TO BE DONE -> Return, word for word, the lines starting at the one that contains "Where can the house be" and ending at the last line of the items below, both ends included.

THE RECORDS ->
_ _ _ _ _
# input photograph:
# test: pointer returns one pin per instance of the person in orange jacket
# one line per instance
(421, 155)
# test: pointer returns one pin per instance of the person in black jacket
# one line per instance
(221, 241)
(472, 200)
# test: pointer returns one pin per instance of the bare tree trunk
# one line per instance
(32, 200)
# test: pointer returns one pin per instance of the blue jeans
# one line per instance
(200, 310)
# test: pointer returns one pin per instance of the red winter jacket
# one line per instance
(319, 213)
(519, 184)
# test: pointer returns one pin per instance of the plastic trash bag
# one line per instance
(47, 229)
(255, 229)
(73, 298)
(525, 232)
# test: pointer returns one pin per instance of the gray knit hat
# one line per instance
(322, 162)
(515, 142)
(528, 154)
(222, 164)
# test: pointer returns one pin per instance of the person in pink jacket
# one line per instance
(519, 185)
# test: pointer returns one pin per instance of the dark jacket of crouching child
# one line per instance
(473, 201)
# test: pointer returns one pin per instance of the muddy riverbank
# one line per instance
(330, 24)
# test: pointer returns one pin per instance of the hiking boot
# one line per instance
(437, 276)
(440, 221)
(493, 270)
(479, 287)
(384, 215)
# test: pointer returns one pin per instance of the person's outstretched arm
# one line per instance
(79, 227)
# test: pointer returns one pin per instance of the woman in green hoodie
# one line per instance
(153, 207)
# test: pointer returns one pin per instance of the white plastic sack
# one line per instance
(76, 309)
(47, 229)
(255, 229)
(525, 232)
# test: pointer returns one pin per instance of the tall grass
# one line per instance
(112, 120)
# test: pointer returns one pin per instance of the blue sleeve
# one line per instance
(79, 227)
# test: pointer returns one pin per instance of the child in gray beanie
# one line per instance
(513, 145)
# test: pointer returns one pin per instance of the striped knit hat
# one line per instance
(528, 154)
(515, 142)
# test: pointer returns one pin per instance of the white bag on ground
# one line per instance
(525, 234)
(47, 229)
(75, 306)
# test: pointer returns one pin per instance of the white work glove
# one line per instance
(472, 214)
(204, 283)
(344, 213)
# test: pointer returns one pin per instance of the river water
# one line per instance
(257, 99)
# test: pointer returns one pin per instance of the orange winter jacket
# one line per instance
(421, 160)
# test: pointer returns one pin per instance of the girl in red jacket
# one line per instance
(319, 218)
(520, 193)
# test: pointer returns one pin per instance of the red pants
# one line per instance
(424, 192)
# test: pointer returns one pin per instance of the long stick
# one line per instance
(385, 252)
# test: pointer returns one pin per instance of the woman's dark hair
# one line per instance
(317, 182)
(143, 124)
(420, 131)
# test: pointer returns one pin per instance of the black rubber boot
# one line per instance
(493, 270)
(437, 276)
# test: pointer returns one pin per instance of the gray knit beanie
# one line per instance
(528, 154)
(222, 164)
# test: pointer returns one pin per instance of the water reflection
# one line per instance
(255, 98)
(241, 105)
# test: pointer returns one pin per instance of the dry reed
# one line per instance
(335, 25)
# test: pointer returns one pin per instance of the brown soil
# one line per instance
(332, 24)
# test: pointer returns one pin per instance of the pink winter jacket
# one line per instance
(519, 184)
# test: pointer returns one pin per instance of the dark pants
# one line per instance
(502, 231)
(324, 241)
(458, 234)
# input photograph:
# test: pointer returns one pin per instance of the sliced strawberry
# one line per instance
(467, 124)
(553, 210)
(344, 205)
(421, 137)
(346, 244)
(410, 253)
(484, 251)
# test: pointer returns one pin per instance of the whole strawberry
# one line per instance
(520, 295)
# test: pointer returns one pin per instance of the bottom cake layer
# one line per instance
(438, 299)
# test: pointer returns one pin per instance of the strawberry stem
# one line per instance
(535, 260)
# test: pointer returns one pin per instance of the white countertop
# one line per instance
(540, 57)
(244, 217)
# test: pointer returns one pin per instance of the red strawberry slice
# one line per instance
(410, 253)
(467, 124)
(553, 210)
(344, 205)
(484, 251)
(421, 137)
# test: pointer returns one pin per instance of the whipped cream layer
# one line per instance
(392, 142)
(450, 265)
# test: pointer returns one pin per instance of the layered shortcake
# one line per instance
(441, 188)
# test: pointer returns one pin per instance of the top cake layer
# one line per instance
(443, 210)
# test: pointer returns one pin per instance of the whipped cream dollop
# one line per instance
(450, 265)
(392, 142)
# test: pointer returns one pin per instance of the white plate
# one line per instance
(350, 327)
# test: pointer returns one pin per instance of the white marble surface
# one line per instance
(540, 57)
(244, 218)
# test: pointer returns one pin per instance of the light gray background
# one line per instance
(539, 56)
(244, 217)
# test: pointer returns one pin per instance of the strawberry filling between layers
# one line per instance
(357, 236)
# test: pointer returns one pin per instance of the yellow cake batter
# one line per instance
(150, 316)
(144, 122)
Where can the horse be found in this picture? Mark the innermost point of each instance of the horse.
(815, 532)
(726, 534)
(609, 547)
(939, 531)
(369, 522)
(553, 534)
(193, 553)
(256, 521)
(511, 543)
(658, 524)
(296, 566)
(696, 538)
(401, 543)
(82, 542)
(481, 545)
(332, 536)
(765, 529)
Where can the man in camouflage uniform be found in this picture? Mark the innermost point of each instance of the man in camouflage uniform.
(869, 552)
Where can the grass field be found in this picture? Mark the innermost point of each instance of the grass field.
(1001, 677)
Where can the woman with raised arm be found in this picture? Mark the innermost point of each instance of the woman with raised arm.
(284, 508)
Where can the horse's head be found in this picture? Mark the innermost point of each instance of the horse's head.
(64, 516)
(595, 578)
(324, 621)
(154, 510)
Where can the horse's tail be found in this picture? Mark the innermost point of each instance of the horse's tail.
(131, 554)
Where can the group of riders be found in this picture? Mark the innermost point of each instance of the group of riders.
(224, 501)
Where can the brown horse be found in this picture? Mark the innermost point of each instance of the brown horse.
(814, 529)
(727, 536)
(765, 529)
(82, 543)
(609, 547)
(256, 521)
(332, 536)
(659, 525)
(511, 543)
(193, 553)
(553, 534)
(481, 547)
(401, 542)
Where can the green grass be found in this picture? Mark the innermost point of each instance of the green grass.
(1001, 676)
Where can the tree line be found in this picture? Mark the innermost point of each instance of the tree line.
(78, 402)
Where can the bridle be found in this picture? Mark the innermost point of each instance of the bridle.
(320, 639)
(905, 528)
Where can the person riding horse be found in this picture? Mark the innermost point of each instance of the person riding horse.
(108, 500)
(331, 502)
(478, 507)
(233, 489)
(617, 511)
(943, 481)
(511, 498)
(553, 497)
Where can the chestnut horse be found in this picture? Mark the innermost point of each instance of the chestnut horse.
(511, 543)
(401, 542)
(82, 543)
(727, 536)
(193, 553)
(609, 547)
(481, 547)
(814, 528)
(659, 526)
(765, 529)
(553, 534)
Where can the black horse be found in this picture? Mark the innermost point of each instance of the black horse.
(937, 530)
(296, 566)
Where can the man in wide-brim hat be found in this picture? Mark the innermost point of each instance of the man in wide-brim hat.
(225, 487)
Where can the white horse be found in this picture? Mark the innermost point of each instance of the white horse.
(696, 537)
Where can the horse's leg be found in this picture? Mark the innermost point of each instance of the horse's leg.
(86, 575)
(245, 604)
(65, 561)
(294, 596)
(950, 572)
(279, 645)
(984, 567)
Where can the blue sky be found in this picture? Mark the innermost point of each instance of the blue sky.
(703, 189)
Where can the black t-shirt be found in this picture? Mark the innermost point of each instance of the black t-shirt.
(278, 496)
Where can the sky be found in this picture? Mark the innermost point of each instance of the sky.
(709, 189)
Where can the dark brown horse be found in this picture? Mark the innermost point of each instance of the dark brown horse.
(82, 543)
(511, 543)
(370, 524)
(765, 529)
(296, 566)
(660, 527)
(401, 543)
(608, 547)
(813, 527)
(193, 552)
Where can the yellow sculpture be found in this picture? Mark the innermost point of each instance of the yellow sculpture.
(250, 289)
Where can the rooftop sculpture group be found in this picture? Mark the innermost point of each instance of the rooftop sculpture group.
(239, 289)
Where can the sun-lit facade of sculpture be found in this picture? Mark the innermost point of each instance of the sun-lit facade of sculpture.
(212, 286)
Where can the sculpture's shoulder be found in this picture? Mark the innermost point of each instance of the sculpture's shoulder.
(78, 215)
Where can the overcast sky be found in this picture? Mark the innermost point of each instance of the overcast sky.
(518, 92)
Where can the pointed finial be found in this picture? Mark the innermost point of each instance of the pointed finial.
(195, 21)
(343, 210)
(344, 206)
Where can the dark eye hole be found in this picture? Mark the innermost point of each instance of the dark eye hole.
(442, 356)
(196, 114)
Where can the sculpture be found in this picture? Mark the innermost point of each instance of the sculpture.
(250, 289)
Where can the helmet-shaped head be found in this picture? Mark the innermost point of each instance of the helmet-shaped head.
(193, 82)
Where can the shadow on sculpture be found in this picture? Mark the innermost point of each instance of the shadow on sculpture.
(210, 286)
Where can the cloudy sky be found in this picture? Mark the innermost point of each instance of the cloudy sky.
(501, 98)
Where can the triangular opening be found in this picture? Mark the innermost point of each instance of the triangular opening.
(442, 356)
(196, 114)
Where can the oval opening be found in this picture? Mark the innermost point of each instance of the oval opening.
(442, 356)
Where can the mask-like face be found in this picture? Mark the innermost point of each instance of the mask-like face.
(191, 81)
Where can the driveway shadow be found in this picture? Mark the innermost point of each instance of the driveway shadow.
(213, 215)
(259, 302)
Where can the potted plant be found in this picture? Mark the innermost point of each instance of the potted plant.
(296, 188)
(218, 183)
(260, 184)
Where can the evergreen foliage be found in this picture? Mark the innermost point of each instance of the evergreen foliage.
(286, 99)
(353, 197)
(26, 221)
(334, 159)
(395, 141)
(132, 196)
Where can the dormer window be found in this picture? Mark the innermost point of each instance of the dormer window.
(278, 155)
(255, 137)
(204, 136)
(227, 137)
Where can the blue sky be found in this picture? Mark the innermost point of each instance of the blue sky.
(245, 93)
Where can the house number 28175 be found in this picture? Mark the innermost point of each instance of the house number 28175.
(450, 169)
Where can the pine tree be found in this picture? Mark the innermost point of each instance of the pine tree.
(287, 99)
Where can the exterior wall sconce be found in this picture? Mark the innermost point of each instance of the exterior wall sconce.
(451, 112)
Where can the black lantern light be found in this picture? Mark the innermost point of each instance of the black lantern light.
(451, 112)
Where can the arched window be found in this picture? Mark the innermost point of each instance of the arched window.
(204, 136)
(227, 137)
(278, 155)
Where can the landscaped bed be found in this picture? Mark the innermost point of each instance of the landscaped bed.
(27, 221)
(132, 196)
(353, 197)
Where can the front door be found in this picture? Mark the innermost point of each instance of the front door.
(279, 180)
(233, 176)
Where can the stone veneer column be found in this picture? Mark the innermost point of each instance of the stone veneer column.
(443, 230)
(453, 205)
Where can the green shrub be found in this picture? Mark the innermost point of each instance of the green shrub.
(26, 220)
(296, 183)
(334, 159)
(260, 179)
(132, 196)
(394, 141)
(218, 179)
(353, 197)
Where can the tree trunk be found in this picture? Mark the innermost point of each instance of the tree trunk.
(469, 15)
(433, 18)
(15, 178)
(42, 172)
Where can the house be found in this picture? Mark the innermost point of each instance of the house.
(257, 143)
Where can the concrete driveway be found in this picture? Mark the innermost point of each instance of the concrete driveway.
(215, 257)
_ _ _ _ _
COMPLETE ANSWER ->
Where can the house be found in this picture? Mark the innermost point of each instance of the house.
(257, 143)
Where can the concrete driveway be found in this picture? Mark the innermost point of each instance of the concrete driveway.
(215, 257)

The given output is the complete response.